* [PROMPT] Reproduce all of the rows below, requests included, and scale every number in the answers (the viewBox values and the path coordinates) by 1.85, rounding each result to the nearest whole number with halves rounded up. Leave the numbers in the requests and their sample output unchanged.

**** ENTRIES

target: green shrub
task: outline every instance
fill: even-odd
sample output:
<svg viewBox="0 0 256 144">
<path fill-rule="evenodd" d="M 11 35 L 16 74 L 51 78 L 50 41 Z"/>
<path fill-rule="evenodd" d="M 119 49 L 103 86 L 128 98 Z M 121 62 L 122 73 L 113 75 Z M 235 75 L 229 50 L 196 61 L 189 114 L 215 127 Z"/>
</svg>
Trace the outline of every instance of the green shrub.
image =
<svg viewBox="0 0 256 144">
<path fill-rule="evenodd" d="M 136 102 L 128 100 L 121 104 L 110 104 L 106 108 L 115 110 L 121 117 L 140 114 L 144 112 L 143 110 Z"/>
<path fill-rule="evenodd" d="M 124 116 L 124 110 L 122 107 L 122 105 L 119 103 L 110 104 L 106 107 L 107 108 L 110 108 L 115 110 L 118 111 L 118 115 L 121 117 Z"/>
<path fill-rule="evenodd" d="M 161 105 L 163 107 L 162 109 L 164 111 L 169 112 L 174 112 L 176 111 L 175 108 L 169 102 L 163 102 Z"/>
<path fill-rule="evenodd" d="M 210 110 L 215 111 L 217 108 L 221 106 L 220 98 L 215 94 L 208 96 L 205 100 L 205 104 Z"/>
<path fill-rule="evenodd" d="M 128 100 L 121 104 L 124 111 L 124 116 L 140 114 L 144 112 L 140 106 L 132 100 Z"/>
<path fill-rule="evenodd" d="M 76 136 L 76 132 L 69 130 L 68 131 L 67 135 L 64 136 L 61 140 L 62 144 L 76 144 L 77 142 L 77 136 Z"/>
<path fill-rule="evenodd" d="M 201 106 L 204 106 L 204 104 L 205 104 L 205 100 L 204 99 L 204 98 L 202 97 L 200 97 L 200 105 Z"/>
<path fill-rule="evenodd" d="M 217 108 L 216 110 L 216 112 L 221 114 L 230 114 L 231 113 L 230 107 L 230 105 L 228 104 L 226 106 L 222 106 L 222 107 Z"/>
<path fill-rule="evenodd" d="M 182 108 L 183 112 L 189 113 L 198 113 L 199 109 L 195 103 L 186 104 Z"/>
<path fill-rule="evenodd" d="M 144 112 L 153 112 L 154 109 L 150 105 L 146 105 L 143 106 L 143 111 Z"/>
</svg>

********

* [WORKED ANSWER]
target: green shrub
task: outline every instance
fill: even-odd
sample output:
<svg viewBox="0 0 256 144">
<path fill-rule="evenodd" d="M 11 35 L 16 74 L 51 78 L 50 41 Z"/>
<path fill-rule="evenodd" d="M 119 49 L 103 86 L 128 98 Z M 121 62 L 122 73 L 113 75 Z M 235 75 L 229 50 L 196 61 L 189 114 L 215 127 Z"/>
</svg>
Trace the outline of every instance of the green shrub.
image =
<svg viewBox="0 0 474 266">
<path fill-rule="evenodd" d="M 252 189 L 237 185 L 224 192 L 204 192 L 196 200 L 213 204 L 224 216 L 259 211 L 266 207 L 265 204 Z"/>
<path fill-rule="evenodd" d="M 229 215 L 229 204 L 226 198 L 226 194 L 220 191 L 204 192 L 196 198 L 198 200 L 204 200 L 213 204 L 218 205 L 218 213 L 224 216 Z"/>
<path fill-rule="evenodd" d="M 298 194 L 302 198 L 300 202 L 303 205 L 313 207 L 322 207 L 326 205 L 324 200 L 313 189 L 302 189 Z"/>
<path fill-rule="evenodd" d="M 389 204 L 398 205 L 401 200 L 409 196 L 407 181 L 398 174 L 385 178 L 379 185 L 379 192 Z"/>
<path fill-rule="evenodd" d="M 237 185 L 224 192 L 229 205 L 229 215 L 259 211 L 266 207 L 259 196 L 244 185 Z"/>
<path fill-rule="evenodd" d="M 141 252 L 141 244 L 128 241 L 126 242 L 124 250 L 118 252 L 113 259 L 115 266 L 141 266 L 142 263 L 142 252 Z"/>
<path fill-rule="evenodd" d="M 372 196 L 377 196 L 377 192 L 379 192 L 379 185 L 377 183 L 377 181 L 374 179 L 370 179 L 370 194 Z"/>
<path fill-rule="evenodd" d="M 401 200 L 400 204 L 400 207 L 409 211 L 426 211 L 427 209 L 426 198 L 426 194 L 422 192 L 418 196 L 411 196 L 411 198 Z"/>
<path fill-rule="evenodd" d="M 337 200 L 339 207 L 350 209 L 366 209 L 368 202 L 361 191 L 344 192 Z"/>
<path fill-rule="evenodd" d="M 266 207 L 283 207 L 285 202 L 278 194 L 270 194 L 265 196 L 265 205 Z"/>
</svg>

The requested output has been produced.